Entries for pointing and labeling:
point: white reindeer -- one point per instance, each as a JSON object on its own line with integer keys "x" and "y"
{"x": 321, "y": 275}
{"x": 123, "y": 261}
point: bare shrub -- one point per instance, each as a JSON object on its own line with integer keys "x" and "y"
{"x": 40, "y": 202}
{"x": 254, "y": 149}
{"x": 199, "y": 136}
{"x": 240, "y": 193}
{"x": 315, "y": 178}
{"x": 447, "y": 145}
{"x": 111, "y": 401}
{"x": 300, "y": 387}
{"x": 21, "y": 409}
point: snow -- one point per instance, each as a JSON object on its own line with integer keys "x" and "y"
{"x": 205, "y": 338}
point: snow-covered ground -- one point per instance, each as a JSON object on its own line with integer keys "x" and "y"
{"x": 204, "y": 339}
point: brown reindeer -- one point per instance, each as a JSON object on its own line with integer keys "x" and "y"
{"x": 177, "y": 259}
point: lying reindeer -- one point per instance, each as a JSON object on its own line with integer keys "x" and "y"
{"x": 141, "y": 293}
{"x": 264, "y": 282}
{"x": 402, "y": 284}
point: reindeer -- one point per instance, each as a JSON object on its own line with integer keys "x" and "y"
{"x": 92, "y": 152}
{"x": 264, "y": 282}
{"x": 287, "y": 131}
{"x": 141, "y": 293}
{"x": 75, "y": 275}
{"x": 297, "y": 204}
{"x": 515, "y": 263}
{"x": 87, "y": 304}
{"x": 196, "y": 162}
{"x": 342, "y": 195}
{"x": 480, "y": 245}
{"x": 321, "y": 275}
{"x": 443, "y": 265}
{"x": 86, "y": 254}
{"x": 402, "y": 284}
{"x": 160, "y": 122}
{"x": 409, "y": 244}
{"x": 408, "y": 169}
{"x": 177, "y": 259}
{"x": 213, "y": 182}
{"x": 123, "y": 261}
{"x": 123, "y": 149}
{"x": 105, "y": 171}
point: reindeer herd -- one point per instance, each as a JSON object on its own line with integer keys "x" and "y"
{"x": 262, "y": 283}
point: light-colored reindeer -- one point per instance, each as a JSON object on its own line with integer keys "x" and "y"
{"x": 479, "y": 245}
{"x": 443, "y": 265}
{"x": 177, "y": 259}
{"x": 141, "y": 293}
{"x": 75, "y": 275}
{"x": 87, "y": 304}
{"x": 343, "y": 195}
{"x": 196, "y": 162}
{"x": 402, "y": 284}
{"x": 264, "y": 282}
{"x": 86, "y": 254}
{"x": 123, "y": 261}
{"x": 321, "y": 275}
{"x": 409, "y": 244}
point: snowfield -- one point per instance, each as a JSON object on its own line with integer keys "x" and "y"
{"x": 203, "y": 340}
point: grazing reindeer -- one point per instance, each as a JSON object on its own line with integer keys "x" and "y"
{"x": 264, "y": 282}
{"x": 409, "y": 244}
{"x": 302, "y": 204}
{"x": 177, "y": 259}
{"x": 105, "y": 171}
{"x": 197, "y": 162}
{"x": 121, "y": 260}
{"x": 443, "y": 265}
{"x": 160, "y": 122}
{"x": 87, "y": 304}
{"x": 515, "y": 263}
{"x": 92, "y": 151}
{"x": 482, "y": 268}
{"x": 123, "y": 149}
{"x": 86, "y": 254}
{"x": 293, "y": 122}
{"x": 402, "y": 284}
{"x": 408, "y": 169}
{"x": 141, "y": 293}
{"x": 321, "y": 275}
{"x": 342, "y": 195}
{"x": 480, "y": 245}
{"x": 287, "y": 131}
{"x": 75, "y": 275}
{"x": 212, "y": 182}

__What to do__:
Please set out all the items above as a numbered list, leaving out any blank lines.

__Output below__:
1. point: white reindeer -- one point per instance, each as a JSON object on its own line with integer keys "x" and "y"
2. {"x": 321, "y": 275}
3. {"x": 123, "y": 261}
4. point: bare shrub -- one point per instance, each as a JSON object on its own line with integer keys "x" and "y"
5. {"x": 40, "y": 202}
6. {"x": 254, "y": 149}
7. {"x": 199, "y": 136}
8. {"x": 240, "y": 193}
9. {"x": 315, "y": 178}
10. {"x": 447, "y": 145}
11. {"x": 111, "y": 401}
12. {"x": 300, "y": 387}
13. {"x": 21, "y": 409}
14. point: snow -- one point per instance, each as a JSON object on its own line with integer keys "x" and "y"
15. {"x": 205, "y": 338}
16. point: snow-covered ground -- one point per instance, each as a JSON object on its own line with integer keys "x" and "y"
17. {"x": 204, "y": 339}
18. point: brown reindeer -- one point per instance, each as a JSON object on its own line with integer keys "x" and "y"
19. {"x": 177, "y": 259}
20. point: lying reindeer -- one point per instance, each as a JSON object on its own line with integer keys "x" and "y"
21. {"x": 141, "y": 293}
22. {"x": 264, "y": 282}
23. {"x": 402, "y": 284}
24. point: reindeer -- one point per instance, each as a JSON object on its own line with integer keys "x" and "y"
25. {"x": 92, "y": 152}
26. {"x": 264, "y": 282}
27. {"x": 287, "y": 131}
28. {"x": 141, "y": 293}
29. {"x": 75, "y": 275}
30. {"x": 297, "y": 204}
31. {"x": 515, "y": 263}
32. {"x": 87, "y": 304}
33. {"x": 196, "y": 162}
34. {"x": 342, "y": 195}
35. {"x": 480, "y": 245}
36. {"x": 321, "y": 275}
37. {"x": 443, "y": 265}
38. {"x": 86, "y": 254}
39. {"x": 402, "y": 284}
40. {"x": 160, "y": 122}
41. {"x": 409, "y": 244}
42. {"x": 408, "y": 169}
43. {"x": 177, "y": 259}
44. {"x": 213, "y": 182}
45. {"x": 123, "y": 261}
46. {"x": 123, "y": 149}
47. {"x": 105, "y": 171}
48. point: reindeer herd -- one point per instance, each as a JSON object on its own line with integer keys "x" and "y"
49. {"x": 262, "y": 283}
50. point: light-colored reindeer -- one point per instance, each as a JSON object on its own line with integer keys "x" and "y"
51. {"x": 479, "y": 245}
52. {"x": 443, "y": 265}
53. {"x": 177, "y": 259}
54. {"x": 141, "y": 293}
55. {"x": 75, "y": 275}
56. {"x": 87, "y": 304}
57. {"x": 343, "y": 195}
58. {"x": 196, "y": 162}
59. {"x": 402, "y": 284}
60. {"x": 264, "y": 282}
61. {"x": 86, "y": 254}
62. {"x": 123, "y": 261}
63. {"x": 321, "y": 275}
64. {"x": 409, "y": 244}
65. point: snowfield -- one point per instance, each as a JSON object on its own line with integer keys "x" and "y"
66. {"x": 203, "y": 340}
67. point: grazing reindeer -- one point per instance, each as a JSON object on its own line with integer keys "x" and "y"
68. {"x": 264, "y": 282}
69. {"x": 409, "y": 244}
70. {"x": 302, "y": 204}
71. {"x": 177, "y": 259}
72. {"x": 105, "y": 171}
73. {"x": 197, "y": 162}
74. {"x": 121, "y": 260}
75. {"x": 443, "y": 265}
76. {"x": 160, "y": 122}
77. {"x": 87, "y": 304}
78. {"x": 515, "y": 263}
79. {"x": 92, "y": 151}
80. {"x": 482, "y": 268}
81. {"x": 123, "y": 149}
82. {"x": 86, "y": 254}
83. {"x": 293, "y": 122}
84. {"x": 402, "y": 284}
85. {"x": 408, "y": 169}
86. {"x": 141, "y": 293}
87. {"x": 321, "y": 275}
88. {"x": 342, "y": 195}
89. {"x": 480, "y": 245}
90. {"x": 287, "y": 131}
91. {"x": 75, "y": 275}
92. {"x": 212, "y": 182}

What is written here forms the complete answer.